***** Material provided

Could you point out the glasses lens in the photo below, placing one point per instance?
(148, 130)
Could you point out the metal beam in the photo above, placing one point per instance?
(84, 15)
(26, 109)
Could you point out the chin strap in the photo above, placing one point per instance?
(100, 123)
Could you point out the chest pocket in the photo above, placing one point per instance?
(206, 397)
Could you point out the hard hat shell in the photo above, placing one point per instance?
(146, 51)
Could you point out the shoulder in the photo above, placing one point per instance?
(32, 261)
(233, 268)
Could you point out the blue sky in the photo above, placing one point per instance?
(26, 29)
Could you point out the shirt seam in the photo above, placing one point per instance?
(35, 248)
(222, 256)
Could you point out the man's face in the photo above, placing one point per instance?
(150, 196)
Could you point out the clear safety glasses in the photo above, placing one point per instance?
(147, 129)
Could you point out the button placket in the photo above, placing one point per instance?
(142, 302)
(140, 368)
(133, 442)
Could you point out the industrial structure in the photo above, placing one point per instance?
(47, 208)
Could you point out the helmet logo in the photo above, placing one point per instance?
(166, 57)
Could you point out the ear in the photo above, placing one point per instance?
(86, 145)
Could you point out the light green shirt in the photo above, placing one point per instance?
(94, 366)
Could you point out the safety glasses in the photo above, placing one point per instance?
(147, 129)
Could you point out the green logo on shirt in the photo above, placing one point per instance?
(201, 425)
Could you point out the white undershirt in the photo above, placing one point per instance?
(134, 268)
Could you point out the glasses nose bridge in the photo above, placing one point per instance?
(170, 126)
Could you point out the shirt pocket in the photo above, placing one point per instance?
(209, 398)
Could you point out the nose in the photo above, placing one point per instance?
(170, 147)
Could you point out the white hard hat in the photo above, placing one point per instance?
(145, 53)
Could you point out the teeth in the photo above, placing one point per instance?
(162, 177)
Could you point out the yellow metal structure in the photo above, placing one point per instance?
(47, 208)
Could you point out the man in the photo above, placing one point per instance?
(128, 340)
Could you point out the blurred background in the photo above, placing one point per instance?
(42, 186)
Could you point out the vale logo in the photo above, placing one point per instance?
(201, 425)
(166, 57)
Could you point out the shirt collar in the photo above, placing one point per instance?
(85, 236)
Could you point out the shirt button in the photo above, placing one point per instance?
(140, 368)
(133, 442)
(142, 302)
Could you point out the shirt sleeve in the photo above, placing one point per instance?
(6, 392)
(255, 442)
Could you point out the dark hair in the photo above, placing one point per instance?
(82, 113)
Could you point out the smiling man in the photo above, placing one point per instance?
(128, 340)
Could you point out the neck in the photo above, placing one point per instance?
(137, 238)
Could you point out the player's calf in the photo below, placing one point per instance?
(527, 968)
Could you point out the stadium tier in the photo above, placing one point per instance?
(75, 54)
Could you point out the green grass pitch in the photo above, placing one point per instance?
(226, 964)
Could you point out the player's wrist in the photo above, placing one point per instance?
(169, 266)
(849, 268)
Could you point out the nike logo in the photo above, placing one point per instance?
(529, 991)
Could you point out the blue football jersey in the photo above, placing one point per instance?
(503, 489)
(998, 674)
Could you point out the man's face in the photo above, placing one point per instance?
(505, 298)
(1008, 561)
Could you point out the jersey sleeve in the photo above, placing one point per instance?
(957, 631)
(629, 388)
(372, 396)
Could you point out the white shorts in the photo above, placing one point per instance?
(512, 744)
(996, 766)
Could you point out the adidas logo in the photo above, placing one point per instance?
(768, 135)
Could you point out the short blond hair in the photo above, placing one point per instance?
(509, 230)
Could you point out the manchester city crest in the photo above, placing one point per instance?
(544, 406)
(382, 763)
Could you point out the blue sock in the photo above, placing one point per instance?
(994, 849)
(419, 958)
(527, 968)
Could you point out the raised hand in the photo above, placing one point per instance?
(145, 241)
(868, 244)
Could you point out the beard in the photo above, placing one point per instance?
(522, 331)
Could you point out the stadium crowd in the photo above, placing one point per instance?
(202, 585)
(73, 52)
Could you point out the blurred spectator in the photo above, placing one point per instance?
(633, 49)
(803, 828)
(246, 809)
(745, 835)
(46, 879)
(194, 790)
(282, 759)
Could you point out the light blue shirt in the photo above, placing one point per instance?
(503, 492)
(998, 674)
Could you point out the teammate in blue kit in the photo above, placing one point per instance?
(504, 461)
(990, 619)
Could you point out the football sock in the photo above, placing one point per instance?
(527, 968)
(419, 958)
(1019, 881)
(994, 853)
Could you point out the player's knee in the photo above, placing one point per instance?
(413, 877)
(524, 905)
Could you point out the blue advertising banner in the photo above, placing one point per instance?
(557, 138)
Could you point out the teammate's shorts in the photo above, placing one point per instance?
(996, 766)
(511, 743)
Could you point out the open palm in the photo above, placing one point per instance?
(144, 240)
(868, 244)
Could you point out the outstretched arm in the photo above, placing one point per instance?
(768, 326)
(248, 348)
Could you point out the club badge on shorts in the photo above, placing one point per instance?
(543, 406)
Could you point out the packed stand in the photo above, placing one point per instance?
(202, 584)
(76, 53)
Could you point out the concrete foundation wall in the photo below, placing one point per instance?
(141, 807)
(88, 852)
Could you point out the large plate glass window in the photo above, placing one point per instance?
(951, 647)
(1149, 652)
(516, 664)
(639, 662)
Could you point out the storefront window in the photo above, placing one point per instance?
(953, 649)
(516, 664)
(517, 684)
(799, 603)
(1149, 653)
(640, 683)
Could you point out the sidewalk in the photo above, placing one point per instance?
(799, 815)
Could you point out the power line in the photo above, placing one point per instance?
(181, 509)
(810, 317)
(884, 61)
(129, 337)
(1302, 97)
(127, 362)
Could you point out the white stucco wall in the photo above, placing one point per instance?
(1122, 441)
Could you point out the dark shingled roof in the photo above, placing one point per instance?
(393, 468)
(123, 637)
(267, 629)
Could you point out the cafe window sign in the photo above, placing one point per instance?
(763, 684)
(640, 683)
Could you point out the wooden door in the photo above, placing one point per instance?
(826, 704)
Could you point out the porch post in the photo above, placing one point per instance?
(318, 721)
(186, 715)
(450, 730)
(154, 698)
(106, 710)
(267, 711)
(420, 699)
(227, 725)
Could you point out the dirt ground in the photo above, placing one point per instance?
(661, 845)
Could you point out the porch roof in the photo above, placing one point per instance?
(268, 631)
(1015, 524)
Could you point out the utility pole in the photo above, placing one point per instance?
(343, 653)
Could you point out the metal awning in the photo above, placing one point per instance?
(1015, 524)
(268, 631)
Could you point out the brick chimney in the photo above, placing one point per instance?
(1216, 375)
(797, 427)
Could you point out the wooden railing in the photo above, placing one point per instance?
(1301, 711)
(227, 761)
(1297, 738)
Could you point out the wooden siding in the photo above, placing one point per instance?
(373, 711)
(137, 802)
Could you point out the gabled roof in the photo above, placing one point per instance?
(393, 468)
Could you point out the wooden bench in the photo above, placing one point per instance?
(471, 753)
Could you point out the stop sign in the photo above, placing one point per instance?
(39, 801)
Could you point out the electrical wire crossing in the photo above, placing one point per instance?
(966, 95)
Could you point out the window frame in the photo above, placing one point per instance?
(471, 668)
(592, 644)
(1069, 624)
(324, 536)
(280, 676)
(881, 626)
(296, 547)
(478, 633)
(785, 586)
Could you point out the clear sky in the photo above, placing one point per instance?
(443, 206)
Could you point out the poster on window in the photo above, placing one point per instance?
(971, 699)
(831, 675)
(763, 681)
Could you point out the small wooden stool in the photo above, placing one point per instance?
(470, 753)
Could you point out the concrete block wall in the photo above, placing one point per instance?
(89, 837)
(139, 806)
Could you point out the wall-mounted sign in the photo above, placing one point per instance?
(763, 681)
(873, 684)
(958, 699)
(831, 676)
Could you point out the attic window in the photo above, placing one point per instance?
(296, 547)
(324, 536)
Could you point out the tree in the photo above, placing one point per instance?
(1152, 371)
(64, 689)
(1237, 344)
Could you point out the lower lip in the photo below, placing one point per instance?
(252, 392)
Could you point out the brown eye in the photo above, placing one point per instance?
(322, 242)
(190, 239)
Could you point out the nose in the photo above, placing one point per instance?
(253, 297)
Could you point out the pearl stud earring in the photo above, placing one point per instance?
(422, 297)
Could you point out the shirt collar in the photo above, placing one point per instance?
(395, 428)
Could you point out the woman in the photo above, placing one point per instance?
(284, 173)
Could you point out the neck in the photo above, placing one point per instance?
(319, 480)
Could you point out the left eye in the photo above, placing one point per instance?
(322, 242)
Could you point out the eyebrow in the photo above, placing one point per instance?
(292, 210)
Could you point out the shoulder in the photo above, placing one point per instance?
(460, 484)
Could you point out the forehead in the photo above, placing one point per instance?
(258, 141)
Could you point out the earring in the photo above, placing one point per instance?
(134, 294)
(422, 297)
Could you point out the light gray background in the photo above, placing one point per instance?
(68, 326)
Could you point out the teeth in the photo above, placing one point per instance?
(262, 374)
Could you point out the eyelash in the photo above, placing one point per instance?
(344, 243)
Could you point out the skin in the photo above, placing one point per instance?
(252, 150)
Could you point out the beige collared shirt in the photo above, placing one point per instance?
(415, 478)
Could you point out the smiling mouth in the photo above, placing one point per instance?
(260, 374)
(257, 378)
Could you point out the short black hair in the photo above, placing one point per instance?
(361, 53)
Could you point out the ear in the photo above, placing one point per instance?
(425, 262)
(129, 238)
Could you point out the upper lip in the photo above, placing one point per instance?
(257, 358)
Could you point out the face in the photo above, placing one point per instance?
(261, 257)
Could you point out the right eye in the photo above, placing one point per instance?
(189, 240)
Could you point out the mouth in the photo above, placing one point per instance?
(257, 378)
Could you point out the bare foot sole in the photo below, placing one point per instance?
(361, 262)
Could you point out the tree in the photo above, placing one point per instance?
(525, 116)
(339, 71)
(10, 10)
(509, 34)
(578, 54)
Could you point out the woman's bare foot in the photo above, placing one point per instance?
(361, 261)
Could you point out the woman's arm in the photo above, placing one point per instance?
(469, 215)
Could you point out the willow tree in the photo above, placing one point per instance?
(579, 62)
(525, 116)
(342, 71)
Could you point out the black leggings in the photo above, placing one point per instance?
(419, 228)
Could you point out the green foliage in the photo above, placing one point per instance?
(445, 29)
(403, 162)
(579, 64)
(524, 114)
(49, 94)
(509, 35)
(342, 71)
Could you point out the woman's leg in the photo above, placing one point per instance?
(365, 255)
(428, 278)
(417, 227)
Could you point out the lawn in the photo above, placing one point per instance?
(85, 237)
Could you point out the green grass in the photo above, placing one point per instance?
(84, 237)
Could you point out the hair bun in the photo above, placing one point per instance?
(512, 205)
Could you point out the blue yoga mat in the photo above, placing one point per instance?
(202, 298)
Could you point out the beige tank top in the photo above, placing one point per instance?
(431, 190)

**********

What you need to do → Rewrite the stretch of the listing from the line containing "Could you point out the skin" through the end of the listing, changing "yoga mat" to "exercise mat" and leaving everything else as it is.

Written solution →
Could you point out the skin in the photo above, placing one point per instance?
(252, 150)
Could you point out the beige collared shirt in the photo above, placing one point per instance?
(415, 478)
Could you point out the smiling mouth in the photo above, placing one point per instance?
(260, 374)
(257, 378)
Could you point out the short black hair in the photo above, placing one point per instance?
(361, 53)
Could you point out the ear in the photo above, placing one point per instance?
(425, 262)
(129, 238)
Could you point out the upper lip in the photo above, placing one point per instance?
(257, 358)
Could you point out the face in the photo above, placing one point per instance?
(261, 257)
Could you point out the right eye in the photo above, placing one point per instance?
(189, 240)
Could you point out the mouth in the photo above, placing one point per instance?
(257, 378)
Could you point out the bare foot sole in the photo below, placing one point per instance?
(361, 262)
Could you point out the tree in the photo above, placing one point per instance?
(525, 116)
(339, 71)
(10, 10)
(509, 34)
(578, 54)
Could you point out the woman's bare foot in the photo above, placing one point per instance?
(361, 261)
Could you point out the woman's arm in the photo above, placing one point per instance?
(469, 215)
Could you point out the willow tree in the photo above, placing one point per instance?
(579, 62)
(525, 116)
(342, 71)
Could you point out the black leggings in the photo above, placing one point per instance?
(419, 228)
Could you point out the green foliage in the photo above, placing one point per instance?
(445, 29)
(403, 162)
(579, 64)
(524, 114)
(49, 94)
(509, 35)
(342, 71)
Could you point out the woman's leg in the photo above, placing one point per instance?
(365, 255)
(428, 278)
(417, 227)
Could you point out the lawn in the photo above, placing one point per instance?
(85, 237)
Could you point out the green grass in the photo above, placing one point per instance?
(84, 237)
Could you point out the hair bun in the photo above, placing one point per instance?
(512, 205)
Could you point out the blue exercise mat in the photo above, placing one point per instance?
(202, 298)
Could you point out the beige tank top in the photo above, placing one point per instance?
(431, 190)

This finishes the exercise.